Requirements = Copy out the lines below word for word. Start with the line that contains "Where can the jacket", end with the line that contains "<point>293,152</point>", include both of those lines, and write nothing else.

Extracted records =
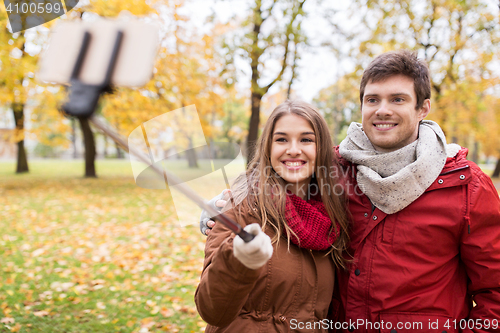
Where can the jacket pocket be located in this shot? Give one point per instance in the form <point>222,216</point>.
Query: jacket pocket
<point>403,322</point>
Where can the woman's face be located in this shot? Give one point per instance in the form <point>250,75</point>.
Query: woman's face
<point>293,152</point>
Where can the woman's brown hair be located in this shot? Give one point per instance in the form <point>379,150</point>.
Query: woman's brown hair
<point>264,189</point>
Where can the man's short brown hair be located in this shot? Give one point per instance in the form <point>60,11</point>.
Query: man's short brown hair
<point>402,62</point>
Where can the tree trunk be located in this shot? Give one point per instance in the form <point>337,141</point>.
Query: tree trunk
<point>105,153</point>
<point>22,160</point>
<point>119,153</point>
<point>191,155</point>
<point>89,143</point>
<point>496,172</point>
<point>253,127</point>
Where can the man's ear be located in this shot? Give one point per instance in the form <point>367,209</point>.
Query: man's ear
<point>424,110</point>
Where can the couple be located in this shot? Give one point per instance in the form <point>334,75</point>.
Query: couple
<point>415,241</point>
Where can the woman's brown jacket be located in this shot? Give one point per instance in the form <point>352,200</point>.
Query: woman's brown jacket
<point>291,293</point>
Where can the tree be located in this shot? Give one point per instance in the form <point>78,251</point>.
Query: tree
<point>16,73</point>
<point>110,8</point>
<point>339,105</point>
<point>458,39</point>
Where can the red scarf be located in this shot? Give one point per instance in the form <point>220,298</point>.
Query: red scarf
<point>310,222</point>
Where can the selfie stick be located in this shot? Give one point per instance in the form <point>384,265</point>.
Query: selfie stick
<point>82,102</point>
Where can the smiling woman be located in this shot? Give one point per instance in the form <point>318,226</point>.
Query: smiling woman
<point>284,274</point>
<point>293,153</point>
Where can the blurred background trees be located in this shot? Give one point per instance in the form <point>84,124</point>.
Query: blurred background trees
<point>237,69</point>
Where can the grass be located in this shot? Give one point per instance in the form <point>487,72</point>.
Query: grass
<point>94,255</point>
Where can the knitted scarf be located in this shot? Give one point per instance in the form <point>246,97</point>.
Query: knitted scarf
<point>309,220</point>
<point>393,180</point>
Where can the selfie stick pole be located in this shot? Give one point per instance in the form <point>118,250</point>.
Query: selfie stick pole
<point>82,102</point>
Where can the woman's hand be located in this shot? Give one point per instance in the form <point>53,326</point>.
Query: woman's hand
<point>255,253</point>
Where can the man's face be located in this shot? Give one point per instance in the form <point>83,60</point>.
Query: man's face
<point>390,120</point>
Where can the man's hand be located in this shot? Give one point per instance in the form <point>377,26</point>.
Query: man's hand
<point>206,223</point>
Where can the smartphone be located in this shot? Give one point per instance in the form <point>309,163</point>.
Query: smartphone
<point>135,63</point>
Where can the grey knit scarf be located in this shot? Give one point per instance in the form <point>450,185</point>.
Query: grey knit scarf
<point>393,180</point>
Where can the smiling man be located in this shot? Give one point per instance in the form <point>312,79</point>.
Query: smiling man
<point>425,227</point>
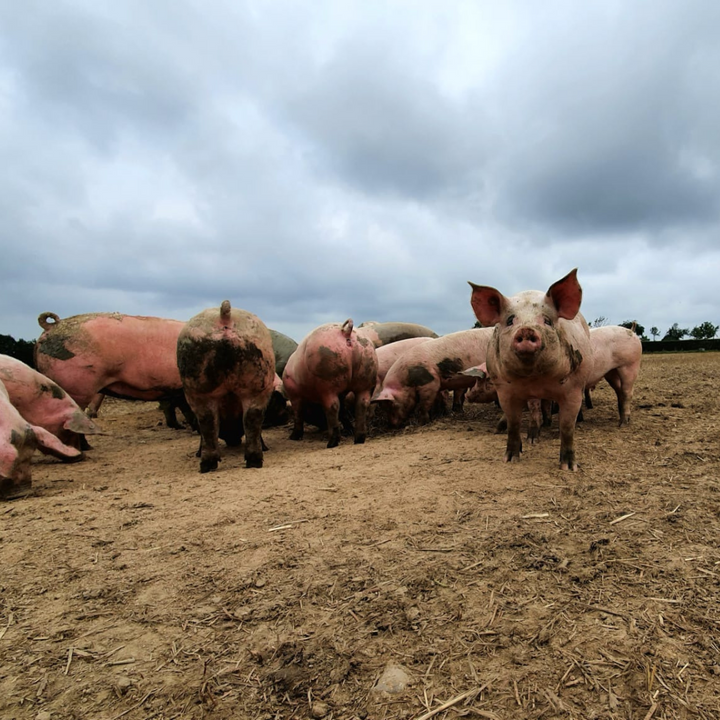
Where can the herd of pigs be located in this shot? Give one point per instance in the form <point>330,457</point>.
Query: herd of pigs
...
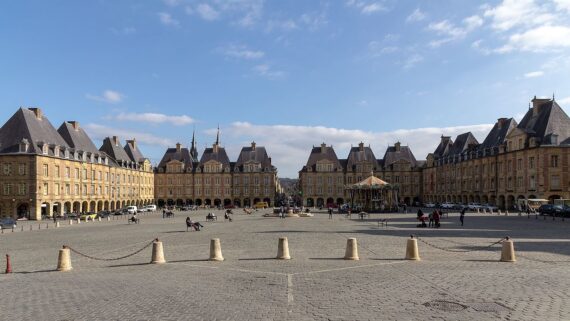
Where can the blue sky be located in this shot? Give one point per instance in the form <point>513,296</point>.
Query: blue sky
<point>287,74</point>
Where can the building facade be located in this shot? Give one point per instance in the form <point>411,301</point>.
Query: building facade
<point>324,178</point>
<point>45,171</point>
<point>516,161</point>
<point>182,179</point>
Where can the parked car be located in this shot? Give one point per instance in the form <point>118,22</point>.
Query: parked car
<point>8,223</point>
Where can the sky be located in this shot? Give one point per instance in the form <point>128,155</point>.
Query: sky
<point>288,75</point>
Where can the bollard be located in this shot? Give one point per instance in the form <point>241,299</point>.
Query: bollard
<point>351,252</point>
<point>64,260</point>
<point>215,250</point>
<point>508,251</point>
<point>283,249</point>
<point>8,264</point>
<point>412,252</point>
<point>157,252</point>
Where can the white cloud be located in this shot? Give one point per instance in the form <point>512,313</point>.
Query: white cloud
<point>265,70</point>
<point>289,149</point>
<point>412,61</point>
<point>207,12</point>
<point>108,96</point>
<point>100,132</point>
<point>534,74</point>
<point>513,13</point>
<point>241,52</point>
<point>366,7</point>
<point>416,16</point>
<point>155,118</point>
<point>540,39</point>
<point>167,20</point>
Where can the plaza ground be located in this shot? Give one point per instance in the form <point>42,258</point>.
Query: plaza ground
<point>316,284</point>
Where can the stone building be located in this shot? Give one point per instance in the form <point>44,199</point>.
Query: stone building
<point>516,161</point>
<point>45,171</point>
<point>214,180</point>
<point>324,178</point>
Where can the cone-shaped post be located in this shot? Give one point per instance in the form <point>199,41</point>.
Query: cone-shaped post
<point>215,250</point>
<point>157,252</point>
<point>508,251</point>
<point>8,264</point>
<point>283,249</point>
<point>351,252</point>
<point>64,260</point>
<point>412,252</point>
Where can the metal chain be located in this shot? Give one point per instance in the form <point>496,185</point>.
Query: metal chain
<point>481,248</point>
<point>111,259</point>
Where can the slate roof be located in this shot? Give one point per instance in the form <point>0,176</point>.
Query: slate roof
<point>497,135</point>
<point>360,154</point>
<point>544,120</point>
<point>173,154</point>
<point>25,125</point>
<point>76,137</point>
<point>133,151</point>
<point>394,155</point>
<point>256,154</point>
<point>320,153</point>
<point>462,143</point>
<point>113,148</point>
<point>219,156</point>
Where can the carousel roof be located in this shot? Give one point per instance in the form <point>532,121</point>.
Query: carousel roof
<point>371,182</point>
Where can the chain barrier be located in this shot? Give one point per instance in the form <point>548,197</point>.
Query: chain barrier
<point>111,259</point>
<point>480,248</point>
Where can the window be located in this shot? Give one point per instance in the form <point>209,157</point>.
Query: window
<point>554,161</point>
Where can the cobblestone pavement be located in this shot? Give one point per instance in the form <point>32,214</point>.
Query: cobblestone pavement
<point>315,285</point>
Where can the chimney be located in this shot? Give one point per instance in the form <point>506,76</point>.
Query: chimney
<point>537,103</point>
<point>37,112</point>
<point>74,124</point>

Full response =
Where can the jacket pocket be located in this shot? Give one point per instance in the form <point>222,216</point>.
Query: jacket pocket
<point>403,322</point>
Where can the woman's face be located in this shot? Give one point per instance in the form <point>250,75</point>.
Query: woman's face
<point>293,152</point>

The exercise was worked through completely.